Extrait choisi -

Aux leçons de Shakspeare M. Jones a joint celles d’Ibsen. Ce sont de grands maîtres, mais il est un âge du talent où nul ne peut plus avoir de maître que soi-même. Je ne sais si les théories développées récemment par M. Jones le conduiront à des œuvres qui fassent oublier Judah et The Crusaders. Mais, à coup sûr, il traverse une crise, et je ne puis m’empêcher de remarquer que la bâtisse de ses dernières pièces est ruineuse, que la signification en est peu claire et laisse du malaise dans l’esprit. Qu’il sorte ou non de ce nuage, il a déjà joué un grand rôle dans la résurrection du théâtre, et il est le plus Anglais des auteurs dramatiques vivans, celui qui exprime le plus sincèrement et le plus brillamment l’âme de sa génération et de sa race.


III

Cependant c’est à Arthur Pinero qu’il a été donné d’écrire l’œuvre la plus humaine du théâtre anglais contemporain, celle qui approche le plus de la perfection.

Je n’ai jamais aperçu M. Pinero, mais j’ai vu deux portraits de lui qui m’ont frappé. Dans l’un je crois remarquer la bonhomie rêveuse d’un solitaire qui regarde le monde à distance ; l’autre sent davantage l’homme de salon : le regard est plus vif, le sourire plus malicieux et moins rassurant. Lequel de ces portraits a raison ? Pourquoi n’auraient-ils pas raison tous les deux ? Il y a des aspects dans l’œuvre de M. Pinero qui répondent à ces états différens d’une âme identique. Les deux physionomies que j’ai à concilier ont un trait commun : elles me montrent l’une et l’autre l’homme qui observe et réfléchit. En effet, il a fallu beaucoup regarder au dedans et autour de soi pour aller, comme l’a fait M. Pinero, des œuvres informes de sa jeunesse, ou même du Squire et de Lords and Commons à la Second Mrs Tanqueray. Sa vie d’écrivain n’a été qu’une longue ascension retardée par beaucoup d’incidens et d’accidens, mais où l’horizon de l’art s’est élargi à chaque étape. Aujourd’hui il est dans les hautes régions, il touche à la cime.

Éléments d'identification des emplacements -
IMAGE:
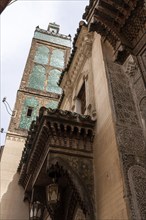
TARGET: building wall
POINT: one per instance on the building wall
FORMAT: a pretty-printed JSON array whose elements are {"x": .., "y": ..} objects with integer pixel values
[
  {"x": 12, "y": 204},
  {"x": 108, "y": 178},
  {"x": 109, "y": 186}
]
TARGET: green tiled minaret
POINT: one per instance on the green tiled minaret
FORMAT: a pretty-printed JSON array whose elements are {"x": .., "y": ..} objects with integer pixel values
[{"x": 47, "y": 58}]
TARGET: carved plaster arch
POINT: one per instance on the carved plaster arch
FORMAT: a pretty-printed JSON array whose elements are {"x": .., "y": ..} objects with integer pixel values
[
  {"x": 58, "y": 164},
  {"x": 137, "y": 182}
]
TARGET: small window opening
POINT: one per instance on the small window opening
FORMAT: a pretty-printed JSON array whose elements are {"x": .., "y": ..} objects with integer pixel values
[
  {"x": 82, "y": 99},
  {"x": 29, "y": 111}
]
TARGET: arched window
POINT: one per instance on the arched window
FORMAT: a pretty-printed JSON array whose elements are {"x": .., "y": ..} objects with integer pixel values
[
  {"x": 42, "y": 55},
  {"x": 53, "y": 79},
  {"x": 57, "y": 58},
  {"x": 29, "y": 112}
]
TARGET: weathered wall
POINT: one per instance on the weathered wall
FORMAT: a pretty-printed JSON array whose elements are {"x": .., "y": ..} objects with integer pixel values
[
  {"x": 12, "y": 204},
  {"x": 110, "y": 202}
]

Consignes -
a - Relevez tous les titres d'œuvres cités dans l'extrait choisi.
b - Recopiez toutes les entrées d'identification des emplacements en remplaçant « wall » par « facade », sans rien modifier d'autre. Omettez les images.

Corrigé des exercices -
a - Judah, The Crusaders, Squire, Lords and Commons, Second Mrs Tanqueray

b -
IMAGE:
TARGET: building facade
POINT: one per instance on the building facade
FORMAT: a pretty-printed JSON array whose elements are {"x": .., "y": ..} objects with integer pixel values
[
  {"x": 12, "y": 204},
  {"x": 108, "y": 178},
  {"x": 109, "y": 186}
]
TARGET: green tiled minaret
POINT: one per instance on the green tiled minaret
FORMAT: a pretty-printed JSON array whose elements are {"x": .., "y": ..} objects with integer pixel values
[{"x": 47, "y": 58}]
TARGET: carved plaster arch
POINT: one per instance on the carved plaster arch
FORMAT: a pretty-printed JSON array whose elements are {"x": .., "y": ..} objects with integer pixel values
[
  {"x": 58, "y": 164},
  {"x": 137, "y": 182}
]
TARGET: small window opening
POINT: one per instance on the small window opening
FORMAT: a pretty-printed JSON array whose elements are {"x": .., "y": ..} objects with integer pixel values
[
  {"x": 82, "y": 99},
  {"x": 29, "y": 111}
]
TARGET: arched window
POINT: one per instance on the arched window
FORMAT: a pretty-printed JSON array whose elements are {"x": .., "y": ..} objects with integer pixel values
[
  {"x": 42, "y": 55},
  {"x": 53, "y": 79},
  {"x": 57, "y": 58},
  {"x": 29, "y": 112}
]
TARGET: weathered facade
POINT: one per instance on the weathered facade
FORMAT: a pretty-printed JSON array whose elements are {"x": .., "y": ..} objects with integer pixel values
[
  {"x": 12, "y": 204},
  {"x": 110, "y": 202}
]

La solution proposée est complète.